* TUGAS YANG DIMINTA:
[A] Sebutkan semua jenjang gelar pendidikan yang disebutkan dalam esai tentang keinginan melebihi orang lain.
[B] Lanjutkan esai tentang keinginan melebihi orang lain mulai dari akhir paragraf terakhirnya.

* BACAAN:
####

November 28, 2009

Yang Tertinggi

"Orang yang mendaki paling tinggi
adalah orang yang membantu orang lain
naik ke atas."

(George Matthew Adams)

"Di tempat kami berada udara dingin sekali. sehingga lilin membeku dan kami tidak bisa meniupnya untuk memadamkan nyalanya," kata seorang pria kepada pria lainnya.
"Itu belum apa-apa," jawab pria satunya. "Di tempat kami tiap kata-kata keluar dari mulut dalam kepingan-kepingan es kecil, dan kami harus menggorengnya terlebih dulu supaya bisa melihat apa yang kami bicarakan." (majalah Courier Journal).

Obrolan di atas tentulah banyolan belaka. Tapi, intinya, pria yang satu tidak mau kalah dibanding pria lainnya. Dan, pada kenyataannya, manusia pada umumnya memang demikian.

Dalam hidup ini orang selalu ingin melebihi orang lainnya. Karena itulah orang yang sudah meraih gelar sarjana masih juga meneruskan pendidikannya hingga menyandang status master. Cukup? Ternyata belum. Pendidikannya diteruskan lagi hingga mencapai gelas doktor. Sementara puluhan anak di lingkungannya terpaksa putus sekolah sebelum sempat memegang ijazah karena orangtuanya hidup susah.

Karena itu pula orang tidak pernah merasa dirinya kaya, sebab selalu saja ada orang lain yang lebih kaya. Sayangnya, untuk menumpuk kekayaan orang tak jarang menghalalkan segala cara: membabat hutan dan bahkan berbisnis obat terlarang yang menyebabkan generasi muda tergelincir ke jurang kehancuran.

Keinginan untuk melebihi orang lain tersebut berlanjut pula pada sikap hidup keseharian. Orang yang sudah memiliki dua buah mobil, selalu saja ingin membeli mpbil baru yang ketiga. Jika tetangga sebelah memiliki jumlah yang sama, maka ia akan menambah satu lagi agar melebihinya. Jika tetangganya punya mobil baru, ia akan membeli yang lebih baru. Karena itulah setiap mobil produk terbaru diluncurkan ke pasar, selalu saja ada banyak pembelinya. Soalnya, orang membeli mobil tidak lagi sekadar untuk memenuhi kebutuhan, melainkan demi memenuhi keinginan melebihi orang lain.

####

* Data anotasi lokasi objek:
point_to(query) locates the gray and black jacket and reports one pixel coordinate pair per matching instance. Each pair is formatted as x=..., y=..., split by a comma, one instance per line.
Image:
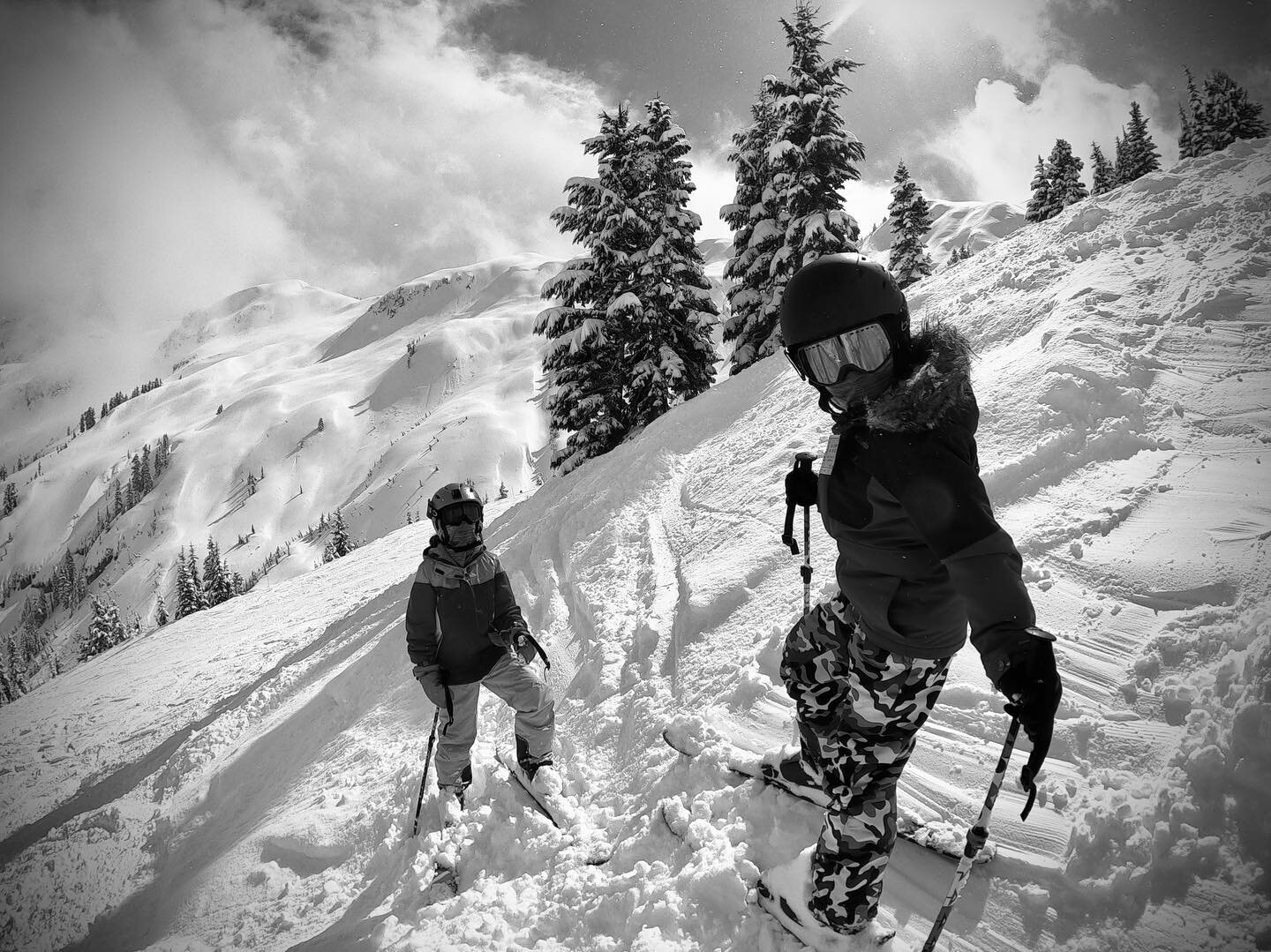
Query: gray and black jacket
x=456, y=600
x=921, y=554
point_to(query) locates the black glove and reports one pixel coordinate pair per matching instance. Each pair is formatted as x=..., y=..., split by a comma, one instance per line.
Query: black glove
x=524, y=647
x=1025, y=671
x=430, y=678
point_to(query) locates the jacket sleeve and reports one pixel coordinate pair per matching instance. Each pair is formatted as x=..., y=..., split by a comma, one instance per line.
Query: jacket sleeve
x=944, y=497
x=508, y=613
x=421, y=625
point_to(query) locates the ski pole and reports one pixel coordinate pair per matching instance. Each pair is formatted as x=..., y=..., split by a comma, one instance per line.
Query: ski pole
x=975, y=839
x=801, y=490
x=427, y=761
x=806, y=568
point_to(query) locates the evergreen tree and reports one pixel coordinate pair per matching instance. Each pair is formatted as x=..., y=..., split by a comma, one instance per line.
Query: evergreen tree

####

* HASIL YANG DIHARAPKAN:
[A] Jenjang gelar pendidikan yang disebutkan adalah sarjana, master, dan doktor.

[B]
Dalam soal ibadah pun tidak sedikit orang yang melakukannya tidak semata karena iman, tapi juga demi persaingan. Makanya tidak sedikit orang yang berulang kali naik haji, sementara tetangga di sebelah atau di belakang rumahnya kerap kehabisan nasi. Tidak sedikit oarang yang menggunakan sajadah atau mukena mewah, sementara banyak orang di sekellingnya berkeluh kesah dililit kesusahan.

Semua itu dilakukan orang demi ambisinya menjadi yang tertinggi, yang tak tersaingi. Padahal mana ada mobil baru, sebab selalu saja ada mobil produk terbaru. Mana ada orang yang bisa disebut paling banyak ibadahnya, sebab yang dihitung bukan banyak sedikitnya, melainkan seberapa tinggi tingkat keikhlasannya. Mana ada orang terkaya, sebab selalu saja ada orang lain yang lebih kaya dan kekayaan itu sendiri sifatnya sementara saja. Selain itu, kekayaan yang sebenarnya adalah seberapa banyak seseorang dapat memberi orang lain.

Karena itulah Henry Van Dyke mengingatkan: ada ambisi yang lebih luhur daripada hanya berdiri di ketinggian di dunia, yaitu membungkuk ke bawah dan mengangkat umat manusia sedikit lebih tinggi derajatnya.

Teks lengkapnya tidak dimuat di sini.